### [INSTRUCTIONS FOR THE TASK]
Copy out each line featuring the string "place" from the entries beneath.
*** Opening MATERIAL SUPPLIED ***
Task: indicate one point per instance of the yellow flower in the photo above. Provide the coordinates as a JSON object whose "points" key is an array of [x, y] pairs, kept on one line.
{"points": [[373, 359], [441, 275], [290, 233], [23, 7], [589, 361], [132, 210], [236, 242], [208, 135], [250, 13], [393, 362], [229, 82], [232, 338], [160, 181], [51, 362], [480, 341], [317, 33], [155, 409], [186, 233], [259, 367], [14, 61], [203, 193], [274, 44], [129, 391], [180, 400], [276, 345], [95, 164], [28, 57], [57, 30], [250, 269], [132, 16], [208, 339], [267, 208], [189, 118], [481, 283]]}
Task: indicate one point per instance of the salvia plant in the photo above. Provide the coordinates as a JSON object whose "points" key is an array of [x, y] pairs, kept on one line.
*** Closing MATERIAL SUPPLIED ***
*** Opening MATERIAL SUPPLIED ***
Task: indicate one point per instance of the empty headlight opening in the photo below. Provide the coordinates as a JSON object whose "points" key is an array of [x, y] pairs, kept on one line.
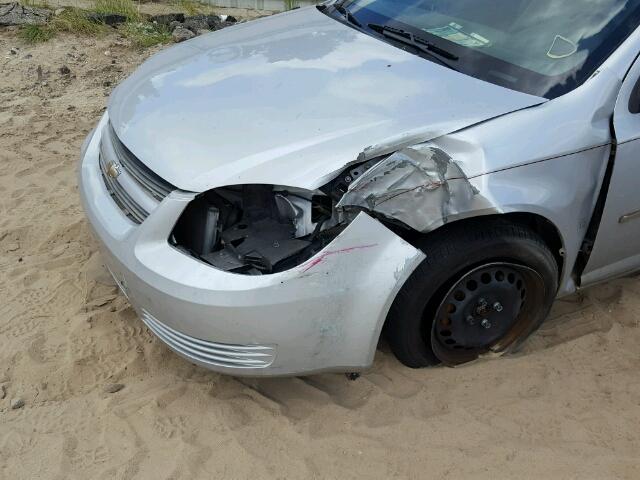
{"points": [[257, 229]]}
*** Closing MATERIAL SUPPLIED ***
*** Opening MATERIAL SUPPLIED ***
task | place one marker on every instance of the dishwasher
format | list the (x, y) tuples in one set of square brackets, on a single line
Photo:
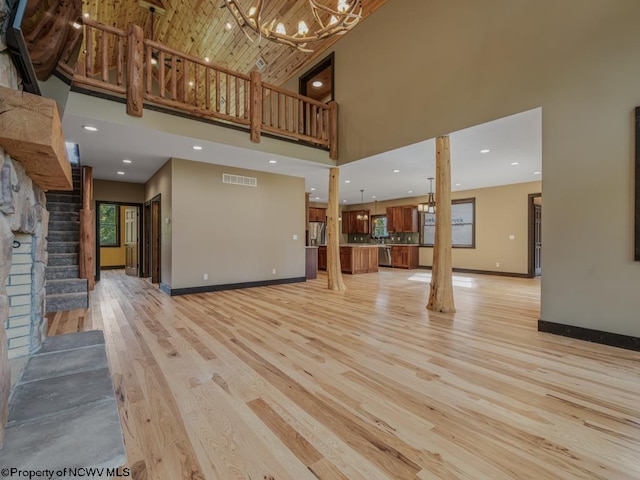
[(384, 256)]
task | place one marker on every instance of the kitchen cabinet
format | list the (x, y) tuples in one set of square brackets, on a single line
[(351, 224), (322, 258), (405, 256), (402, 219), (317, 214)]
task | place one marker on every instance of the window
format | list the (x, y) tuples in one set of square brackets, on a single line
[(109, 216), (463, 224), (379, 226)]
*** Closing MATERIAL SUPPLIED ***
### [WRITTEN REPLY]
task | place one marker on every instance of the dishwasher
task | place one marker on every instance of the kitchen cabinet
task | place one marker on every instance of the window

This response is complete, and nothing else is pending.